* _REQUIREMENT_
Express the lines of the listing below, from the one containing "instances of potted" through the one containing "(421, 46), (451, 77)", inclusive, as a JSON array of strings with one string per line and blank lines omitted.

* _RECORDS SHOWN_
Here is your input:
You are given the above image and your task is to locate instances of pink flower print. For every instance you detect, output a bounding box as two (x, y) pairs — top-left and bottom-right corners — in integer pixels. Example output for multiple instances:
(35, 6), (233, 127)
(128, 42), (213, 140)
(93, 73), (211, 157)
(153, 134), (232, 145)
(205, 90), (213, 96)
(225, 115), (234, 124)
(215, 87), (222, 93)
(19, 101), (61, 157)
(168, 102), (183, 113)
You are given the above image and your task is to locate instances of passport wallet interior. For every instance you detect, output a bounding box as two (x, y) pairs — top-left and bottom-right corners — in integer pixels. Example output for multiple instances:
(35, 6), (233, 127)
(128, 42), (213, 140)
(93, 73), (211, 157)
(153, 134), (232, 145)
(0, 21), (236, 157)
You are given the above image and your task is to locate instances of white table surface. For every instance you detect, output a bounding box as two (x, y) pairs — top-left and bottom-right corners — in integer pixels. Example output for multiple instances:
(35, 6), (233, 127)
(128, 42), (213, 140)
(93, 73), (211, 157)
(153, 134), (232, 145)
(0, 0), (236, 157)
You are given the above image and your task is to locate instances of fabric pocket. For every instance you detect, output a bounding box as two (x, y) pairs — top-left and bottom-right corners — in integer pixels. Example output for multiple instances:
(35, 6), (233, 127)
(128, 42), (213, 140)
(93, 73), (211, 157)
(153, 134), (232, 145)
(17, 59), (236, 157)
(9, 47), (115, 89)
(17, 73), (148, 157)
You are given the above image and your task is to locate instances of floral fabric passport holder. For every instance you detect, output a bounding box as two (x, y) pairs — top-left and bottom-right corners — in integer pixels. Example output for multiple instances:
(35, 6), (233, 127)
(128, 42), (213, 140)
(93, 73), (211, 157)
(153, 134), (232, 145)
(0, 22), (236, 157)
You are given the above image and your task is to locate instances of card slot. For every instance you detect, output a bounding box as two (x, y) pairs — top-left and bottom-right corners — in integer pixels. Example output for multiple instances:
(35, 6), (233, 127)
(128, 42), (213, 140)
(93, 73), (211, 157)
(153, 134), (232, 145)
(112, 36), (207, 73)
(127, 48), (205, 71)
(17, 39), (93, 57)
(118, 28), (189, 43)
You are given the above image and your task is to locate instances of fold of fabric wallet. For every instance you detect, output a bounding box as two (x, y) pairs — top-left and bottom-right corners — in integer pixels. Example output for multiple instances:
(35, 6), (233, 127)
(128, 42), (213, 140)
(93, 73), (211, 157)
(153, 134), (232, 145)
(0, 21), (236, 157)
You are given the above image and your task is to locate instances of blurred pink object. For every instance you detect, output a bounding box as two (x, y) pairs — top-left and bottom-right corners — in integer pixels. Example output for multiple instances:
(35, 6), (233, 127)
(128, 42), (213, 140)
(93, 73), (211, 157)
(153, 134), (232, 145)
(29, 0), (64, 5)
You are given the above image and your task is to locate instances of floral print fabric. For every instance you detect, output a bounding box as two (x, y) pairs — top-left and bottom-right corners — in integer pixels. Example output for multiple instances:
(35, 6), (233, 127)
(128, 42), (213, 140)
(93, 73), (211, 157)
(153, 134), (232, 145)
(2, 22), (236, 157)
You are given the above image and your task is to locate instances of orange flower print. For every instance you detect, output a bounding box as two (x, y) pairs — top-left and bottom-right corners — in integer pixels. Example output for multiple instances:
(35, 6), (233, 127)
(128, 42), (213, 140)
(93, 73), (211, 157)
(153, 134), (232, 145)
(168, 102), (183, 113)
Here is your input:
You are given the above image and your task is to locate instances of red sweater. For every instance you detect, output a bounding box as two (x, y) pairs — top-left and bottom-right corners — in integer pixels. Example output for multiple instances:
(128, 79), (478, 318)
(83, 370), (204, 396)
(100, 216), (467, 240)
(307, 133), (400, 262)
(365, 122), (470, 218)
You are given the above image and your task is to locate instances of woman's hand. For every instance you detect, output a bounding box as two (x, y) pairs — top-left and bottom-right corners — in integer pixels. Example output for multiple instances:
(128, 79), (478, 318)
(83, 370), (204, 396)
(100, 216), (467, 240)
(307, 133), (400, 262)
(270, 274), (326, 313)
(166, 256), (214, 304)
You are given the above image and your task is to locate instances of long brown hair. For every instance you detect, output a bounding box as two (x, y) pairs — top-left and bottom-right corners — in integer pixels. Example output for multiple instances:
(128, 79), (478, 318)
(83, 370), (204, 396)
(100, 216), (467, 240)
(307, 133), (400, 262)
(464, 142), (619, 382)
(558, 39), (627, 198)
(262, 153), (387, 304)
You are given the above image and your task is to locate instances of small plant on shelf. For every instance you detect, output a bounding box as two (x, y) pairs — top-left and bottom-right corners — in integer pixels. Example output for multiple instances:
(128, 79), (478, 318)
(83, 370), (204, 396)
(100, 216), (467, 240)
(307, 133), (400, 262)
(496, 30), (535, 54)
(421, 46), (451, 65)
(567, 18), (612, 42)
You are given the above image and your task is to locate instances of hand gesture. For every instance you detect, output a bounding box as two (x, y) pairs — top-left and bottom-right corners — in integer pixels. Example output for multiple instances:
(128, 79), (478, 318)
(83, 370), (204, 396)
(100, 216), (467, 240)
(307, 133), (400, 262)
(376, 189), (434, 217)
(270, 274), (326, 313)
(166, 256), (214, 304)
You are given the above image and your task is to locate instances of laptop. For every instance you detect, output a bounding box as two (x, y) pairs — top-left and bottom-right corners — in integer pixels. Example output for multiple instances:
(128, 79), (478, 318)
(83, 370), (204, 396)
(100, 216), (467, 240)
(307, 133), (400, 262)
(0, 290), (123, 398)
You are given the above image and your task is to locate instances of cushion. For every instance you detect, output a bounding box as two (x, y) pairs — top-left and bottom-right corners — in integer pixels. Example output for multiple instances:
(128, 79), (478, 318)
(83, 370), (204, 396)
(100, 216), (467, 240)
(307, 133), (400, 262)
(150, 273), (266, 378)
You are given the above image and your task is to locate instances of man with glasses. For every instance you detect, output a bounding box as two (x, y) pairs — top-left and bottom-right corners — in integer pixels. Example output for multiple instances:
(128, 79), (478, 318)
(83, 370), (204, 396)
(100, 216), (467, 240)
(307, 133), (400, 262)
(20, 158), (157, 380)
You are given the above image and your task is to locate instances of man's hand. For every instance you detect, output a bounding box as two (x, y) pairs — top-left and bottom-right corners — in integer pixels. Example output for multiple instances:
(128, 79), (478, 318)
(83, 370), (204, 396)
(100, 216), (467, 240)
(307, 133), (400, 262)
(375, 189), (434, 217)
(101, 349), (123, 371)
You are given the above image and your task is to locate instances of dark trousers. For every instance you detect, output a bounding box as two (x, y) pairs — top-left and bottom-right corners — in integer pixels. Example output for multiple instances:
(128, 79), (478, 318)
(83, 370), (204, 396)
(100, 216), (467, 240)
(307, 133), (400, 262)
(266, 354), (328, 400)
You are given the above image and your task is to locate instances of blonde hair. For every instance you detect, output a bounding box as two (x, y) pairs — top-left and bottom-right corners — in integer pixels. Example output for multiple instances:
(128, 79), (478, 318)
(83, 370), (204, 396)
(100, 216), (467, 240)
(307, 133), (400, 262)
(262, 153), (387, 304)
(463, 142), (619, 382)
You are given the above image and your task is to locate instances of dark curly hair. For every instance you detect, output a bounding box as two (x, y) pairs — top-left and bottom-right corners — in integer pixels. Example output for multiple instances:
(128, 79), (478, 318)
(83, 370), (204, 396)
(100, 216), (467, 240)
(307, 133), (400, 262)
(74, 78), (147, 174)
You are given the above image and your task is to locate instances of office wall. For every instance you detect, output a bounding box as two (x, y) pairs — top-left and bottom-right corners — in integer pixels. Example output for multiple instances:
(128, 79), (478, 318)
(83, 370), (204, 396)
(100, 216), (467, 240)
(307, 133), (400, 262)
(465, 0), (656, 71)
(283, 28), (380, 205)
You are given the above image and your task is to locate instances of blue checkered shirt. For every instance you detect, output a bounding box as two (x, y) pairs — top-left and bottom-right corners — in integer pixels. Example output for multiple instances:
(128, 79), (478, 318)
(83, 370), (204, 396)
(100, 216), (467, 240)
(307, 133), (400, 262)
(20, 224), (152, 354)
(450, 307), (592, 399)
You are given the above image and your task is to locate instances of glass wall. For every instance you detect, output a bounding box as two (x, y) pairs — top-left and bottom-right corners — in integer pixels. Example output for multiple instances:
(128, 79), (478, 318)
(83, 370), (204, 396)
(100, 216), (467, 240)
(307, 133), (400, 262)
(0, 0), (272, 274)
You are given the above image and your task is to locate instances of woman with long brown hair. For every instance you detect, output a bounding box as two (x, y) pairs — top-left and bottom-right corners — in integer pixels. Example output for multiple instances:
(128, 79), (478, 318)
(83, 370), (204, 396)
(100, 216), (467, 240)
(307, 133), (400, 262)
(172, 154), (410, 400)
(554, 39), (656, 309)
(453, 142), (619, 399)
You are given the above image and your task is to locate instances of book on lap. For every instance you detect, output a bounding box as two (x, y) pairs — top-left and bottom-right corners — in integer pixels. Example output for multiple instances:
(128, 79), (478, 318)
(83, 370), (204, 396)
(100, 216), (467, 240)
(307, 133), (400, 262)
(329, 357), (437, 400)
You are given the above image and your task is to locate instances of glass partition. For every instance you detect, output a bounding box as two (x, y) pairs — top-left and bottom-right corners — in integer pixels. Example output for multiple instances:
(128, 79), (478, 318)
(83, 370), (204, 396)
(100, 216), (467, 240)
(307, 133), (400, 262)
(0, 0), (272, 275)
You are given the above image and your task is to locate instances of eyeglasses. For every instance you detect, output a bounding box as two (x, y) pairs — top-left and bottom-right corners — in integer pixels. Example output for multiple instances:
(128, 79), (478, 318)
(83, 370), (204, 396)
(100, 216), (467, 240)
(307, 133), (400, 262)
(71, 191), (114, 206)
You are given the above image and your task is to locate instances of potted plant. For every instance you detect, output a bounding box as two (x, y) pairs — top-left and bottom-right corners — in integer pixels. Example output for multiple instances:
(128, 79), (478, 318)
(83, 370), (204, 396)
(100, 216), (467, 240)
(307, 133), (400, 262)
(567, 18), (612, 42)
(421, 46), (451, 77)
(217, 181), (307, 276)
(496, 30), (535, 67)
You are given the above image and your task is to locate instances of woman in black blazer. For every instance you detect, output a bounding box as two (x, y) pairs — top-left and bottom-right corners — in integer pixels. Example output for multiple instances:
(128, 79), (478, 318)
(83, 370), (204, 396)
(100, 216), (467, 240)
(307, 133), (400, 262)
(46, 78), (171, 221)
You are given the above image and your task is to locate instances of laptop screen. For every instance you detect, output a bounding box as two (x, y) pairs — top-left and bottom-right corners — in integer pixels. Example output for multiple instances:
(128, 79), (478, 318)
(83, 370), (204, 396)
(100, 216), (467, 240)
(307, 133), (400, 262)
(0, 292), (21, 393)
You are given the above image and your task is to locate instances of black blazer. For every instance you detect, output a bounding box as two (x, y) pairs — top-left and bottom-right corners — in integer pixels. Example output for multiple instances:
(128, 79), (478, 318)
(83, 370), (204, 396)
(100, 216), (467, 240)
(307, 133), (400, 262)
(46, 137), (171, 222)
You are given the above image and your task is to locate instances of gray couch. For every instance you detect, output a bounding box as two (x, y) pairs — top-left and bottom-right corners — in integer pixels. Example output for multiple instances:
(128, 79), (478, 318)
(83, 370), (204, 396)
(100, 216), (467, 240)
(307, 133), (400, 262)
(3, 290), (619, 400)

* _WORKED SOLUTION_
[
  "You are given the above image and your task is to locate instances of potted plant. For every instance you detect, output a bounding box as two (x, y) pairs — top-left and bottom-right corners — in integer pixels. Example output for multiple instances:",
  "(128, 79), (478, 318)",
  "(83, 370), (204, 396)",
  "(100, 216), (467, 240)",
  "(307, 133), (400, 262)",
  "(567, 18), (612, 42)",
  "(421, 46), (451, 77)"
]